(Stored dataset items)
○ ○ ○ ○
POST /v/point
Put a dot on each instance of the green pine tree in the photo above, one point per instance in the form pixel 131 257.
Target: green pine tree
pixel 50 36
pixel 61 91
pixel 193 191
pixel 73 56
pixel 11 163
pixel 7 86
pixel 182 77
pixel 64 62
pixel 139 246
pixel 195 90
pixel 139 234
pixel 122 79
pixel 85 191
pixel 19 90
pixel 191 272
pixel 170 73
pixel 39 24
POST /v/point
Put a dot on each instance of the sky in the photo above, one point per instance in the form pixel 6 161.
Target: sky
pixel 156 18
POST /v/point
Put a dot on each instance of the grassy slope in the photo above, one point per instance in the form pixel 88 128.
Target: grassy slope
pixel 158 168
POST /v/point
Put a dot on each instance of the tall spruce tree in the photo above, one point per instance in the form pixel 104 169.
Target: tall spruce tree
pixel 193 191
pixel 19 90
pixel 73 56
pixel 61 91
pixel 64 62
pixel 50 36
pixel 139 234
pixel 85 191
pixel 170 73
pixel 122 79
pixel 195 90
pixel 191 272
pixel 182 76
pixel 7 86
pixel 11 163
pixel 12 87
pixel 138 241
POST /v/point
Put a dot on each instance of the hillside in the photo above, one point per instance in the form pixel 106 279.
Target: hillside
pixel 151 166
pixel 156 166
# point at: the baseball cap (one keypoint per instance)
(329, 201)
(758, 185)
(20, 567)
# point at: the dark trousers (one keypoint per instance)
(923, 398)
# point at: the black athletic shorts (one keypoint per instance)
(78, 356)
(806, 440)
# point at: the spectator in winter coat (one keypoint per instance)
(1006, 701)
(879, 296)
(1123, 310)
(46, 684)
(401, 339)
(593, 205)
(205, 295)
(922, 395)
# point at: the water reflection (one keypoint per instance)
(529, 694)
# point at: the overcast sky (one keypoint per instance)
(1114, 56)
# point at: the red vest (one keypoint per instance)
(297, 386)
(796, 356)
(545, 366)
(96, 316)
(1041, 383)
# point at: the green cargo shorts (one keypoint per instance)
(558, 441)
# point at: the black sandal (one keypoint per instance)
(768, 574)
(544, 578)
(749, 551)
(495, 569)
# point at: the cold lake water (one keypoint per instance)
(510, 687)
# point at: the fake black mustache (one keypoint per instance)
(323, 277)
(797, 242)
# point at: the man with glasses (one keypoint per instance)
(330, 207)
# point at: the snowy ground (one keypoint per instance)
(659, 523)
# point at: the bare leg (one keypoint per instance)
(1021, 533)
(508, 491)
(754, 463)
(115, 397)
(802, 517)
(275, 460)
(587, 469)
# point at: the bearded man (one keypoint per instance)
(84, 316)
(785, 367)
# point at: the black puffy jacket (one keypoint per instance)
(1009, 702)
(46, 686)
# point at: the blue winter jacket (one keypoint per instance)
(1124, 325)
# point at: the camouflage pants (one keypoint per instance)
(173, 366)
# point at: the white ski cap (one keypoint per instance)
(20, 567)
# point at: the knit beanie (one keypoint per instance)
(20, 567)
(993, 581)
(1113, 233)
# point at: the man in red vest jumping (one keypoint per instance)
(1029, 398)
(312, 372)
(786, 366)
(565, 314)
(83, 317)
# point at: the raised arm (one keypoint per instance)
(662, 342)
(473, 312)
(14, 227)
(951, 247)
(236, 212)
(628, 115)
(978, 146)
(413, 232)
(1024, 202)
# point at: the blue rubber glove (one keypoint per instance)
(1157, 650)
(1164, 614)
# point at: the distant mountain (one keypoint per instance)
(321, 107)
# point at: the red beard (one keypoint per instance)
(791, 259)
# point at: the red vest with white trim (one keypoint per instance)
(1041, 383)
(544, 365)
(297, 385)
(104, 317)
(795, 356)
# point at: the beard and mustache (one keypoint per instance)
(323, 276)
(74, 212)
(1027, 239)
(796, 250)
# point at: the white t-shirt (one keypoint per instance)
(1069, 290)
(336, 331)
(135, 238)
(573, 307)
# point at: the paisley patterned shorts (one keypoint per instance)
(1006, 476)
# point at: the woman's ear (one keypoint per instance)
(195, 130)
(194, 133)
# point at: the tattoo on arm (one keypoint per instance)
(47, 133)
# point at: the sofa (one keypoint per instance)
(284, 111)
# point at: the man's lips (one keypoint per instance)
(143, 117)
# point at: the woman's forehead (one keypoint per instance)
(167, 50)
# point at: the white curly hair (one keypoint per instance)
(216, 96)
○ ○ ○ ○
**YOUR TASK:** Set down, word for word, every line from the line that holds "# point at: the woman's forehead" to the end of the entries above, including both ends.

**RESPONSE FOR THIS EXERCISE:**
# point at: the woman's forehead (one keypoint per instance)
(167, 50)
# point at: the white curly hair (one keypoint per instance)
(216, 96)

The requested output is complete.